* **Description of the task**
Keep the pictures out of the copy and print all the entries below exactly.

─── Material for the task ───

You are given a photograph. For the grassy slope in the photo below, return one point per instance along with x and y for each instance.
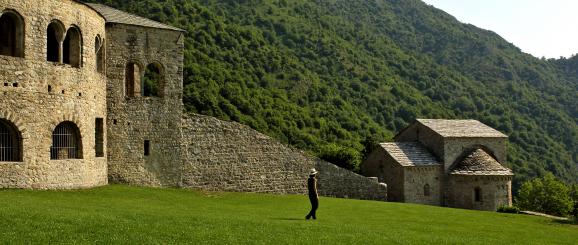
(142, 215)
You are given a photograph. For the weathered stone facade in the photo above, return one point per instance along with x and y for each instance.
(134, 119)
(227, 156)
(79, 109)
(37, 95)
(455, 163)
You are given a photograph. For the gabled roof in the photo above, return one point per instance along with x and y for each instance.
(461, 128)
(112, 15)
(479, 162)
(409, 154)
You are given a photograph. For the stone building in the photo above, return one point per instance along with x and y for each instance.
(454, 163)
(92, 95)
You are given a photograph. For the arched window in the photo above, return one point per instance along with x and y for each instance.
(153, 81)
(54, 35)
(66, 142)
(132, 80)
(11, 34)
(99, 51)
(72, 47)
(478, 194)
(10, 142)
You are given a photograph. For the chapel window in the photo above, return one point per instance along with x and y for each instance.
(11, 34)
(72, 47)
(132, 80)
(54, 35)
(153, 80)
(66, 142)
(478, 194)
(10, 142)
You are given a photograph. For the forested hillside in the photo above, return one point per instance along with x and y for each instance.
(333, 76)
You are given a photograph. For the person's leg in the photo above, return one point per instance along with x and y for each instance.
(315, 205)
(311, 211)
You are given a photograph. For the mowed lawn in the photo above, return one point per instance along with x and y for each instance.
(123, 214)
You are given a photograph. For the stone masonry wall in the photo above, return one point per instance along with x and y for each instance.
(415, 180)
(227, 156)
(76, 95)
(381, 165)
(496, 191)
(134, 120)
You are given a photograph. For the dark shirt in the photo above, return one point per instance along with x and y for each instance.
(312, 187)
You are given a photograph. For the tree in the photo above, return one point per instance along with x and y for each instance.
(574, 197)
(546, 195)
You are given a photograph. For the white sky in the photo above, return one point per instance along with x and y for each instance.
(546, 28)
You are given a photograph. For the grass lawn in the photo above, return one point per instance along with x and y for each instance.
(122, 214)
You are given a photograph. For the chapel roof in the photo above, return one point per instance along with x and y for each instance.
(461, 128)
(479, 162)
(112, 15)
(409, 154)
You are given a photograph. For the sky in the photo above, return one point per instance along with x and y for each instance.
(543, 28)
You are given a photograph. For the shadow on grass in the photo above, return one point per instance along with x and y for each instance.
(290, 219)
(566, 222)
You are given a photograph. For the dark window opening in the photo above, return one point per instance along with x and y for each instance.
(10, 142)
(72, 48)
(99, 51)
(478, 194)
(66, 142)
(147, 149)
(11, 34)
(99, 137)
(132, 80)
(152, 83)
(54, 36)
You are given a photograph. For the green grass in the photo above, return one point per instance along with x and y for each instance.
(122, 214)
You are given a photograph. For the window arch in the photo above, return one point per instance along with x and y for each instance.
(153, 80)
(132, 80)
(10, 142)
(478, 194)
(66, 142)
(72, 47)
(99, 51)
(54, 36)
(11, 34)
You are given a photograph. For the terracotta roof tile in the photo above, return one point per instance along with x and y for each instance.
(112, 15)
(479, 162)
(409, 153)
(461, 128)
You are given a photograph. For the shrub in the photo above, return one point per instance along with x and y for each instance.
(508, 209)
(546, 195)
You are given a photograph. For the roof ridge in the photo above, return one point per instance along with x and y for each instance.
(113, 15)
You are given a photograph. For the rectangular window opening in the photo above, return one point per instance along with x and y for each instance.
(147, 147)
(99, 137)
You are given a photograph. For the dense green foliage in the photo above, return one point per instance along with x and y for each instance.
(325, 75)
(132, 215)
(545, 195)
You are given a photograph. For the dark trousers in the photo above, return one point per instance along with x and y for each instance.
(314, 205)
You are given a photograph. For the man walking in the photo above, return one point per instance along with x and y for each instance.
(313, 197)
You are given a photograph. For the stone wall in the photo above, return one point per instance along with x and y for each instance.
(381, 165)
(135, 119)
(495, 192)
(416, 178)
(454, 148)
(36, 95)
(227, 156)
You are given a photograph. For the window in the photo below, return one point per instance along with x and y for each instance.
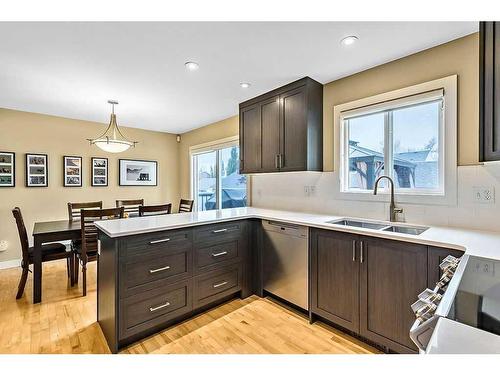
(402, 142)
(408, 135)
(216, 181)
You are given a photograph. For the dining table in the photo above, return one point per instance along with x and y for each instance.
(46, 232)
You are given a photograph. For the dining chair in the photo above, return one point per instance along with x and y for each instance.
(86, 251)
(186, 205)
(131, 206)
(162, 209)
(50, 251)
(74, 209)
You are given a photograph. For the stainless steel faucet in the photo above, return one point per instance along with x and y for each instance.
(392, 208)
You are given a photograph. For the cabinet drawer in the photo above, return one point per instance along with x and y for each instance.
(141, 245)
(219, 232)
(142, 273)
(206, 256)
(146, 310)
(216, 284)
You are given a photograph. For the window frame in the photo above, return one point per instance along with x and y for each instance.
(444, 88)
(206, 148)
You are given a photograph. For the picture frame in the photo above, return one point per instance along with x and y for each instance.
(37, 170)
(137, 172)
(72, 171)
(99, 174)
(7, 169)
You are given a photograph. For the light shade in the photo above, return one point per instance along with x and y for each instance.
(112, 140)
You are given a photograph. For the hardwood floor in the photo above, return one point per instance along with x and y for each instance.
(65, 322)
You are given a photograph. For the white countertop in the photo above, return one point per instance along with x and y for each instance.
(450, 337)
(474, 242)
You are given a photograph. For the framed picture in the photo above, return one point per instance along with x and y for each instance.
(7, 169)
(99, 171)
(72, 171)
(37, 170)
(138, 172)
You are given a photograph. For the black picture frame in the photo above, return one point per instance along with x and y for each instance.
(4, 175)
(123, 180)
(93, 169)
(29, 176)
(68, 178)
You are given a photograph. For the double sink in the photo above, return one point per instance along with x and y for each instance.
(375, 225)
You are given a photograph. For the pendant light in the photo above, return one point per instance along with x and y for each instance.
(112, 140)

───

* **Written answer**
You are given a photograph. For the grassy slope in the photo below, return one point per instance along with x and y for each instance.
(142, 215)
You are given a photograph. For the weathered stone facade in the photo above, return one point per instance along with x and y for each instance.
(134, 119)
(227, 156)
(79, 109)
(37, 95)
(455, 163)
You are given a photograph. For the gabled roof in the photo above, return one point per instance along with x and y for each instance.
(461, 128)
(112, 15)
(479, 162)
(409, 154)
You are given a photograph. For the stone building in the photo above, return one point per instance along with x and y for each instance.
(454, 163)
(92, 95)
You are given a photograph. For the arched window in the photo above, return one point per instance along with x and y for each instance.
(153, 81)
(54, 35)
(66, 142)
(132, 80)
(11, 34)
(99, 51)
(72, 47)
(478, 194)
(10, 142)
You are given a photograph. For the chapel window in the photo above, return one point per instance along with x and y for each instance.
(11, 34)
(72, 47)
(132, 80)
(54, 35)
(153, 80)
(66, 142)
(478, 194)
(10, 142)
You are given a photograph. For the forested hillside in the photo above, return one point per instance along with x and y for each instance.
(333, 76)
You are given a photograph. For the person's leg in the photo above, return one point per instance along with x and y for each instance.
(315, 205)
(311, 211)
You are given a photograph. For the mowed lawn in the photo above, return one point per instance along with x and y for each instance.
(123, 214)
You are given a photograph. For the stone masonry wall in the photo above, return one point per instance along with x and y for each instance.
(415, 180)
(227, 156)
(76, 95)
(381, 165)
(496, 191)
(134, 120)
You are given a photograph. For the dark shirt in the photo above, return one point per instance along with x and y for each instance.
(312, 187)
You are given a photograph. For the tree in the photo above, return one point per instance along with x and y for each instance.
(574, 197)
(546, 195)
You are given a photograph. For the white sky in the photo above, return one point per instance along with x and y for each instance.
(546, 28)
You are given a photograph. For the grass lawn in the photo above, return one point per instance along with x and y for each instance.
(122, 214)
You are given a photograph. For the chapel roof in the photo above, return one point per instance along with x and y for each instance.
(461, 128)
(479, 162)
(112, 15)
(409, 154)
You are given a photograph. For the sky in the photo above, return one point per instance along with x and y for each instance.
(543, 28)
You are given a photograph. For the shadow on grass in the photo above, return one point per instance along with x and y for each instance.
(290, 219)
(566, 222)
You are given a photograph. For the dark window opening in the photo above, return one point per instance along with x and y for each instance.
(10, 142)
(72, 48)
(99, 51)
(478, 194)
(66, 142)
(147, 149)
(11, 34)
(99, 137)
(132, 80)
(152, 83)
(54, 36)
You are given a photograph. For the green grass in the photo above, return one point per instance along with x and y for each instance.
(122, 214)
You are given a photograph. For the window arch in the photo above, return one point per instance along with x and y for each instance.
(153, 80)
(132, 80)
(10, 142)
(478, 194)
(66, 142)
(72, 47)
(99, 51)
(54, 36)
(11, 34)
You are given a photograph. For the terracotta roof tile in the photo above, return one point per instance along with x and y for each instance.
(112, 15)
(479, 162)
(409, 153)
(461, 128)
You are given a photograph. For the shrub in the photo above, return one point per instance along with x and y for each instance.
(508, 209)
(546, 195)
You are given a photograph. For the roof ridge in the photo above, return one point per instance along with x and y for each instance.
(113, 15)
You are given a photograph. For the rectangular window opening in the photo above, return one point per instance along with x and y for each instance.
(147, 147)
(99, 137)
You are given a photograph. For the dense green foliage in the photo above, return one point per instance along with x and y for each instance.
(325, 75)
(132, 215)
(545, 195)
You are given a photograph. For the dark trousers in the photo above, return one point per instance along with x and y for each instance.
(314, 205)
You are given a photograph. For the man walking in the photo above, return one point per instance along with x and y for each instance.
(313, 197)
You are given a photograph. For the stone wall in the photo above, return one point per instance along with x and y for each instance.
(381, 165)
(135, 119)
(495, 192)
(416, 178)
(454, 148)
(36, 95)
(227, 156)
You are given a photograph. For the window in the photo below, return one point per instance along with x and y for each instance.
(402, 142)
(408, 135)
(216, 181)
You are given a photograph. For the dining table in the photo above, return one point per instance along with x and y for each instance.
(46, 232)
You are given a photograph. For the dining chair in the photo above, return one point per instance along with x and y for each instance.
(86, 251)
(186, 205)
(131, 206)
(162, 209)
(50, 251)
(74, 209)
You are given a photograph. For the stainless steel faucet in the photo above, return one point per instance along with x and y for each instance.
(392, 208)
You are given a photograph. For the cabinet drawer in the photo above, return one point per instance along with x and y for each instance.
(141, 245)
(219, 232)
(142, 273)
(206, 256)
(146, 310)
(216, 284)
You are given a photograph. For the window frame in the photo above, return one point per instance along with x and y for each instance.
(444, 88)
(206, 148)
You are given a photograph. For the picture frame in the photo above, return one point per instance along with x and y for each instance.
(37, 170)
(137, 172)
(72, 171)
(99, 174)
(7, 169)
You are given a photograph. For the light shade in the photo above, return one point per instance along with x and y for each instance.
(112, 140)
You are given a photograph. For the hardwood floor in the photo above, return one point per instance along with x and y for each instance.
(65, 322)
You are given a photograph. For the white countertop in the photo above, return one point per instance along with x and y for each instance.
(450, 337)
(474, 242)
You are given a photograph. For the framed picture in the photo above, return one point per instance along with x and y for each instance.
(7, 169)
(99, 171)
(72, 171)
(37, 170)
(138, 172)
You are given a photograph. For the black picture frame in the photo above, return one point per instance along with x and y for each instance.
(4, 175)
(123, 180)
(93, 169)
(29, 176)
(68, 178)
You are given a photograph. For the double sink in the photo above, return one point per instance along with x and y for each instance.
(375, 225)
You are given a photograph. For the pendant light in the photo above, return one point per instance along with x and y for each instance.
(112, 140)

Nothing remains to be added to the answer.